• [Given task a] List each line of the listing below that contains the word "water", treating uppercase and lowercase as different.

As you can see in this example, the build function takes a single argument. The build_result
is how you communicate
back to Anubis if your build failed or succeeded. The build result object has two fields. stdout
and passed
.
stdout
should be a the string output from the build. The passed
field should be the True
or False
if the build passed or not.
If your assignment does not used a compiled language like C/C++, then dont worry! You can just skip the build step entirely with a placeholder build function like this:
@register_build
def build(build_result: BuildResult):
build_result.passed = True
build_result.stdout = "Skipped"
Writing tests#
Assignment tests follow a very similar structure to the builds. As with builds, they go in the assignment.py
file.
Same as with builds, tell Anubis about your tests with a @register_test
decorator and you tell Anubis about the
status of the test with a test_result
parameter.
Here is an example of a very simple test for xv6:
@register_test('grep test')
def test_2(test_result: TestResult):
test_result.message = "Testing long lines\n"
# Start xv6 and run command
stdout_lines = xv6_run("grep the README.md", test_result) # <- Run student grep
# Run echo 123 as student user and capture output lines
expected_raw, _ = exec_as_student('grep the README.md') # <- Run official grep
expected = expected_raw.strip().split('\n')
# Attempt to detect crash
if did_xv6_crash(stdout_lines, test_result):
return
# Test to see if the expected result was found
verify_expected(stdout_lines, expected, test_result)
A few things to note here. The TestResult
object passed has a stdout
string field, passed
boolean field and
a new message
string field. The stdout
and passed
fields function the same as with the build. Set the stdout
to be the output of your test. You can also add whatever you need to the stdout string to give students more feedback.

• [Excerpted records]
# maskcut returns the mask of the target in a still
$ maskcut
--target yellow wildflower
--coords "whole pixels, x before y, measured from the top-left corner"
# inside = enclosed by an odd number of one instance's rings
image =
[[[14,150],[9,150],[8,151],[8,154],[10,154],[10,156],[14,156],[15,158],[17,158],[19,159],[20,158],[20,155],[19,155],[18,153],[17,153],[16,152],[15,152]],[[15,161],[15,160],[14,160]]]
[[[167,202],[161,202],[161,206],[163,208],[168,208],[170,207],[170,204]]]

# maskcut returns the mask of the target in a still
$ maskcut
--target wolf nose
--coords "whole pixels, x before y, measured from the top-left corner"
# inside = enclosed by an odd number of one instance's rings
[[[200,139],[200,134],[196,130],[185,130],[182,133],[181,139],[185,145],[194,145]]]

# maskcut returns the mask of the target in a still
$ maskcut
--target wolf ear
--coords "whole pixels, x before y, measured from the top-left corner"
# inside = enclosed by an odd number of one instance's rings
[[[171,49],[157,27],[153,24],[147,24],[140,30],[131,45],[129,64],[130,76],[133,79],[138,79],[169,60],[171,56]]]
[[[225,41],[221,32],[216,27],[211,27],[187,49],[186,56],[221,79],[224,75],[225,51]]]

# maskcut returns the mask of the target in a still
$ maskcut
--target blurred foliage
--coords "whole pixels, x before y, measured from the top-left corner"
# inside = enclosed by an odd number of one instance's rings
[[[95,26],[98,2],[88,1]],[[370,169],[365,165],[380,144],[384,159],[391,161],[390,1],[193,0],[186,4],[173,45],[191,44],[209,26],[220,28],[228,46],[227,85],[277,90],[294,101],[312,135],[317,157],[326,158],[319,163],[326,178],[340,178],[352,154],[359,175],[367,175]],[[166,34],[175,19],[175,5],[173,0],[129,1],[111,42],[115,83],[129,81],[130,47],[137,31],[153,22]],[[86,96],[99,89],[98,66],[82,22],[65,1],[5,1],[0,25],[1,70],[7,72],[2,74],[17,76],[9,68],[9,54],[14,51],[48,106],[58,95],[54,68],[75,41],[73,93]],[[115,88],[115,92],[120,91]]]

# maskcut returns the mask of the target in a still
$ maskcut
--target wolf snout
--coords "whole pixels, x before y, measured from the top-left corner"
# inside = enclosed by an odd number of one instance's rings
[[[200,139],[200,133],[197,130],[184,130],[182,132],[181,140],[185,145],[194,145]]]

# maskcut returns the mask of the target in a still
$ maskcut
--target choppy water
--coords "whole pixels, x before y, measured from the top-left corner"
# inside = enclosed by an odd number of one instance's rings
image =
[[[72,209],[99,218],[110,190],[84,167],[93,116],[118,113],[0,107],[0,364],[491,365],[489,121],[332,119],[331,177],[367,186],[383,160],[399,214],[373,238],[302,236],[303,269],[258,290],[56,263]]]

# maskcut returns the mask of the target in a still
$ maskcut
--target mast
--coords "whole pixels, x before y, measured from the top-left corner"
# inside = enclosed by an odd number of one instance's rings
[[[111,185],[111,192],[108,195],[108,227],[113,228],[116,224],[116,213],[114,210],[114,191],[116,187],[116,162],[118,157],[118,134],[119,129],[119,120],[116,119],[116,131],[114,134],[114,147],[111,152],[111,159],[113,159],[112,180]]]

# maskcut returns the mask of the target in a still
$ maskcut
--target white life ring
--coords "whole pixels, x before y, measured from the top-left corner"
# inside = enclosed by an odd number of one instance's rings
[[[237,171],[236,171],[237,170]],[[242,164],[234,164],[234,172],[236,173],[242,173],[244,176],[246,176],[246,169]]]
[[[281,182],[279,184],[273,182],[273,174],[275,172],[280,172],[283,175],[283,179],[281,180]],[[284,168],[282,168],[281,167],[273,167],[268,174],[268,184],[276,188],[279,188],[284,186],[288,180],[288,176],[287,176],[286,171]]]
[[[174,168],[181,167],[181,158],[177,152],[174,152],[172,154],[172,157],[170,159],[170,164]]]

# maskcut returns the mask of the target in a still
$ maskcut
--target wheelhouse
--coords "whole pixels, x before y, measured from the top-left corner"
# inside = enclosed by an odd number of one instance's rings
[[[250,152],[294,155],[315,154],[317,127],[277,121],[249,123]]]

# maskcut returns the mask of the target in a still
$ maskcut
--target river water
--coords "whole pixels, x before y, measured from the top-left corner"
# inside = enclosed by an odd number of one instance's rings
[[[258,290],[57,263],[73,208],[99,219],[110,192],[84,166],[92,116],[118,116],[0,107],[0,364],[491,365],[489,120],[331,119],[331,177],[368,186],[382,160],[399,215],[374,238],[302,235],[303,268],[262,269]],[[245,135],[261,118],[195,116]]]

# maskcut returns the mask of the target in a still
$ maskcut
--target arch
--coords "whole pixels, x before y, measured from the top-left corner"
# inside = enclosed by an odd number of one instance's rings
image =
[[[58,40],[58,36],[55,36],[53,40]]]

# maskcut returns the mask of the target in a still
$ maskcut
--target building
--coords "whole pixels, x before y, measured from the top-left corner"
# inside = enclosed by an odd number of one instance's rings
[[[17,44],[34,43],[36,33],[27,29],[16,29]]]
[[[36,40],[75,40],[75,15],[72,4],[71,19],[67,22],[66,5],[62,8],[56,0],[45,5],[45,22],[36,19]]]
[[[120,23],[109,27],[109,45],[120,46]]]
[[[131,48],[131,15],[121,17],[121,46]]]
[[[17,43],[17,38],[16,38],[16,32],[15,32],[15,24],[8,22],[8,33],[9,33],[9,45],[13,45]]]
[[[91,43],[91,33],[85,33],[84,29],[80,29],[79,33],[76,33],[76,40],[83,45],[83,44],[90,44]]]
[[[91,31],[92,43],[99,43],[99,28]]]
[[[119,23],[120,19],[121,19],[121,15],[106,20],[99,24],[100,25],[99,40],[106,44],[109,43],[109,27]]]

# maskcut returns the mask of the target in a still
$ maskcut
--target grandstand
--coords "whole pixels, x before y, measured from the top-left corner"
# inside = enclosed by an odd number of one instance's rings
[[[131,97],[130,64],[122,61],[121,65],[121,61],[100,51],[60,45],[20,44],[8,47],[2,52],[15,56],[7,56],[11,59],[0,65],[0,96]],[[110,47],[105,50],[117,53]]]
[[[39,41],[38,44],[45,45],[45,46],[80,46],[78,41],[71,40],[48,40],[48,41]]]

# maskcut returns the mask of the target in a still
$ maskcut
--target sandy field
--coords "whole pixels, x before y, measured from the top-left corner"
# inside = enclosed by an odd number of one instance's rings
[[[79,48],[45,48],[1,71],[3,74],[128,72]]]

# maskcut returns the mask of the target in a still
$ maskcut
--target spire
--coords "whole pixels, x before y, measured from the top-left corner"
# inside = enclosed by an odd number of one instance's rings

• [Given task b] Please return the Anubis build and test excerpt above in full, word for word.

• [Correct output a]
--target choppy water
--target river water

• [Correct output b]
As you can see in this example, the build function takes a single argument. The build_result
is how you communicate
back to Anubis if your build failed or succeeded. The build result object has two fields. stdout
and passed
.
stdout
should be a the string output from the build. The passed
field should be the True
or False
if the build passed or not.
If your assignment does not used a compiled language like C/C++, then dont worry! You can just skip the build step entirely with a placeholder build function like this:
@register_build
def build(build_result: BuildResult):
build_result.passed = True
build_result.stdout = "Skipped"
Writing tests#
Assignment tests follow a very similar structure to the builds. As with builds, they go in the assignment.py
file.
Same as with builds, tell Anubis about your tests with a @register_test
decorator and you tell Anubis about the
status of the test with a test_result
parameter.
Here is an example of a very simple test for xv6:
@register_test('grep test')
def test_2(test_result: TestResult):
test_result.message = "Testing long lines\n"
# Start xv6 and run command
stdout_lines = xv6_run("grep the README.md", test_result) # <- Run student grep
# Run echo 123 as student user and capture output lines
expected_raw, _ = exec_as_student('grep the README.md') # <- Run official grep
expected = expected_raw.strip().split('\n')
# Attempt to detect crash
if did_xv6_crash(stdout_lines, test_result):
return
# Test to see if the expected result was found
verify_expected(stdout_lines, expected, test_result)
A few things to note here. The TestResult
object passed has a stdout
string field, passed
boolean field and
a new message
string field. The stdout
and passed
fields function the same as with the build. Set the stdout
to be the output of your test. You can also add whatever you need to the stdout string to give students more feedback.